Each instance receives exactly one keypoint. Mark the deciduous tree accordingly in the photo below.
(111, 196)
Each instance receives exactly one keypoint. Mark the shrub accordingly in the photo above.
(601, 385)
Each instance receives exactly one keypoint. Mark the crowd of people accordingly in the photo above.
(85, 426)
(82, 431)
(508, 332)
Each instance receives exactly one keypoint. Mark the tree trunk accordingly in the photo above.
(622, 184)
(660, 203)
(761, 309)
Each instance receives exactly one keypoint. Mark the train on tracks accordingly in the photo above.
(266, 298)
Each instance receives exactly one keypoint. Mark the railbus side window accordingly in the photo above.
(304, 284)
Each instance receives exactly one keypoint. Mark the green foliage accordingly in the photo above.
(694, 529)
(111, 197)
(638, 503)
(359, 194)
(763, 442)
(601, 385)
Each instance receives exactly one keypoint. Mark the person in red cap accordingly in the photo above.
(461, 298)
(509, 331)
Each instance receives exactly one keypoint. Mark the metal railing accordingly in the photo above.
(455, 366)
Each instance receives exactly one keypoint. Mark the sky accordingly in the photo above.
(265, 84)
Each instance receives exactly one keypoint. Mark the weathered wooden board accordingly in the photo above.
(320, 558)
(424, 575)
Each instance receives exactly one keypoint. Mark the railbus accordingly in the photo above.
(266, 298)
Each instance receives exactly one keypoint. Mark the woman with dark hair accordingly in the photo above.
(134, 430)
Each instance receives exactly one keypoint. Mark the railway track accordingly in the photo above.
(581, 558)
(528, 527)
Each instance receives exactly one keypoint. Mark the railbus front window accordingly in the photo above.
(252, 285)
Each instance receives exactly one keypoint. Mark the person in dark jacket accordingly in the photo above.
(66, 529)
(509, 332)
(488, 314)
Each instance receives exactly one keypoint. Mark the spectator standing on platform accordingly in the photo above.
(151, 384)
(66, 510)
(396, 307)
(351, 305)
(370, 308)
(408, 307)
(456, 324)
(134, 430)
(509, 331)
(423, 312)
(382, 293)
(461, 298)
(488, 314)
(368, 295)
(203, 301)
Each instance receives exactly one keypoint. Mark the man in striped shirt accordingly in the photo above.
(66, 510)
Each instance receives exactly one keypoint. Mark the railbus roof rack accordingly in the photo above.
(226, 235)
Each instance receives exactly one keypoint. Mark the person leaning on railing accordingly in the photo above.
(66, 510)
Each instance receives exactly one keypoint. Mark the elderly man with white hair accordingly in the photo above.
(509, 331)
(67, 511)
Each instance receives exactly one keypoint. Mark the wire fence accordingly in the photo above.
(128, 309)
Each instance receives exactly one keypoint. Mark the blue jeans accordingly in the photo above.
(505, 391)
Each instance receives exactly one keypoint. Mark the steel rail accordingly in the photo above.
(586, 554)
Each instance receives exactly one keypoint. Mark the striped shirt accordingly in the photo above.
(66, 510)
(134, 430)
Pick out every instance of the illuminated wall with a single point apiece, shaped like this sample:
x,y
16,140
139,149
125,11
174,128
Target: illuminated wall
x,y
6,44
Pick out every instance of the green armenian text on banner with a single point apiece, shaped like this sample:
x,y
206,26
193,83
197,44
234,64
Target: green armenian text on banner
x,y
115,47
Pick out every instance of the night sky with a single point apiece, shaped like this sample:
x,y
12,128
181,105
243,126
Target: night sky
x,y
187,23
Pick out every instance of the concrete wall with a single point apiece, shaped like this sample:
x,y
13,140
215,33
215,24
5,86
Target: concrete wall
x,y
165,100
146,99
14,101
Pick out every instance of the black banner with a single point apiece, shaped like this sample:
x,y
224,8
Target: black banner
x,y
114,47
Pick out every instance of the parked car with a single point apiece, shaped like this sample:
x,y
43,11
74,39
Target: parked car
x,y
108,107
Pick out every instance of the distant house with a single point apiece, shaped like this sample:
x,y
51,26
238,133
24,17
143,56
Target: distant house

────────────────

▸ TASK DETAILS
Whenever a line in the listing above includes the word "every", return that line.

▸ ANSWER TO THIS EXERCISE
Pick out every instance of the illuminated wall with a single point apiece, shaped like this sample:
Pick out every instance of the green armenian text on banner with a single point apiece, shaped like this sample:
Pick out every instance of the night sky with a single point apiece, shaped like this sample:
Pick out every instance of the concrete wall with a single point apiece, shaped like this sample:
Pick out every instance of the black banner with a single point apiece, shaped like this sample:
Pick out every instance of the parked car with a single point apiece, shaped like this sample:
Pick out every instance of the distant house with a single point apiece, shaped like this sample:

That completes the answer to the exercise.